----- MATERIAL SHOWN

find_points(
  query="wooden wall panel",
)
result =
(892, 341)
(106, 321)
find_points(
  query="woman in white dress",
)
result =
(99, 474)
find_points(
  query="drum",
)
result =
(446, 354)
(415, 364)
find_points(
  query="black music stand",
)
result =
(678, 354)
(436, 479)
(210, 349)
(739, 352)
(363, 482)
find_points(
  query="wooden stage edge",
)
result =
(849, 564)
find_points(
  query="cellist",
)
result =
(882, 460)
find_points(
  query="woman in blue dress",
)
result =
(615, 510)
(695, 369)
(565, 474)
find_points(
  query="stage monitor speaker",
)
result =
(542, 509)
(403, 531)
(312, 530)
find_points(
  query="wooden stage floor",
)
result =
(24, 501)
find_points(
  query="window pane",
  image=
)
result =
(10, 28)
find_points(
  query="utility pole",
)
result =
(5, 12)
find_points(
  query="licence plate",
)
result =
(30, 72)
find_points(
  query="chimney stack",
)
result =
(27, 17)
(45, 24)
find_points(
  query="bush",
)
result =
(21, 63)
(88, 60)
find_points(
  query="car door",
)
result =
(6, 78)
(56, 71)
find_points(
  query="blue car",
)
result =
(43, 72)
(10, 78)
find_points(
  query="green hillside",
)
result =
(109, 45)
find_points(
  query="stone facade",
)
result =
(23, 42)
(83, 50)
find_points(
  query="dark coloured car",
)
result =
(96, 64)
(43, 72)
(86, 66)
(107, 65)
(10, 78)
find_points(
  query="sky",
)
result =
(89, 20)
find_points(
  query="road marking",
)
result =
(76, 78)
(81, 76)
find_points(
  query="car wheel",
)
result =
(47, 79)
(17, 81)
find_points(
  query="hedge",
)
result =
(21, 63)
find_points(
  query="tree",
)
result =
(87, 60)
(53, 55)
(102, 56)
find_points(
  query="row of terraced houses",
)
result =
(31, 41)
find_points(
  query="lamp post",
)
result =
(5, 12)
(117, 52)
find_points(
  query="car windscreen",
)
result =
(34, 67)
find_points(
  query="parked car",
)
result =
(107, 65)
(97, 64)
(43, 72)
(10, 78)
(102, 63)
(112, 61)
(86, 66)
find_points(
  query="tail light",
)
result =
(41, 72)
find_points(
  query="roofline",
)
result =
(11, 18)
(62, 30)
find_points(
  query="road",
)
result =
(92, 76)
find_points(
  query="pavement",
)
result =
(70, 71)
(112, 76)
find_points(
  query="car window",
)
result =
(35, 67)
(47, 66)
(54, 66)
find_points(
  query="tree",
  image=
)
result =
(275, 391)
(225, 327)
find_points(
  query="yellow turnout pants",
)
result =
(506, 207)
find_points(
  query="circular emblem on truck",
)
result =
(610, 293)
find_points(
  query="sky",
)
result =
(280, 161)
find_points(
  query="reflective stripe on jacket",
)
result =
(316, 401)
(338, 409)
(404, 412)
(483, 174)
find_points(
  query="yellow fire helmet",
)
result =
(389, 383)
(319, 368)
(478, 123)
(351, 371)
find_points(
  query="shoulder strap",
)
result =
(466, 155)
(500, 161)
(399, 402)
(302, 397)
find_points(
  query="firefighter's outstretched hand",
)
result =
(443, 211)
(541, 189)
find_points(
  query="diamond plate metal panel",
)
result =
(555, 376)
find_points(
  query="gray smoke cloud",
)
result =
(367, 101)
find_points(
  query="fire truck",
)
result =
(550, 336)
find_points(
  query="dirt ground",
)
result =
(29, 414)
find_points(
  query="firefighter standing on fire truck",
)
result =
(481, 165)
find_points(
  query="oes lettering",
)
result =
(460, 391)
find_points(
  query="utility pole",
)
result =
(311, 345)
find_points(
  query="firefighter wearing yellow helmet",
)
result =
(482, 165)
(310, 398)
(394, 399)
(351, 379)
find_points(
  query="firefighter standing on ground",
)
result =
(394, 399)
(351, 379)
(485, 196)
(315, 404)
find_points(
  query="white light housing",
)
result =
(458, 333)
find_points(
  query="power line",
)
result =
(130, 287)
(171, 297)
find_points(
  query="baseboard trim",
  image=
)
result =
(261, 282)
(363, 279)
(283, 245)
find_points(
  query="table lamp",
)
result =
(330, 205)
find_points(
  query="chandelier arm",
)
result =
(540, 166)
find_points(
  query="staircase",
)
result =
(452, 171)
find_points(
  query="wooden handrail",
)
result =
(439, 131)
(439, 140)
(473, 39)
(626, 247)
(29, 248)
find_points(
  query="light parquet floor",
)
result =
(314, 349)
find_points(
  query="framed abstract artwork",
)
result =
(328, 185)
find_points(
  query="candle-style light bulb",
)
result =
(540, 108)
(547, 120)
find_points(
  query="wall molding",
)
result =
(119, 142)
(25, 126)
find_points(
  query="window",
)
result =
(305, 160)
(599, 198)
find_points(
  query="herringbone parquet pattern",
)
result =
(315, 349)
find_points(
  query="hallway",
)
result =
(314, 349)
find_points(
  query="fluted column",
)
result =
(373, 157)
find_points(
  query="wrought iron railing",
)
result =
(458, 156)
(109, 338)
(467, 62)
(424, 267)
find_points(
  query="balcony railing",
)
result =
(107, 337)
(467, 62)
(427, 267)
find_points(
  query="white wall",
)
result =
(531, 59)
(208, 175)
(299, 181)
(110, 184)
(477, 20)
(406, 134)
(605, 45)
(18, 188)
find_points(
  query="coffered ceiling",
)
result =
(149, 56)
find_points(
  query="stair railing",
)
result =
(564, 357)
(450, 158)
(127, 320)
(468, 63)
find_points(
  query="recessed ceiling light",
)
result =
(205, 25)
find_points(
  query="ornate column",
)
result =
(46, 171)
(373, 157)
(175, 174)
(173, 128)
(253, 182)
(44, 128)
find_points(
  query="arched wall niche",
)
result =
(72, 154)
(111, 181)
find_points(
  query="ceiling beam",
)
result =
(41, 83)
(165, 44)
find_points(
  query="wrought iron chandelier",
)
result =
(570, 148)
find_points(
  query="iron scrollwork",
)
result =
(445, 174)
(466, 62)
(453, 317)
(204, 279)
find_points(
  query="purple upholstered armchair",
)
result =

----------

→ WORK TASK: Lines containing the word "chandelier" must all be returned from the material above.

→ YOUR RESPONSE:
  query="chandelier arm",
  query="wrought iron chandelier",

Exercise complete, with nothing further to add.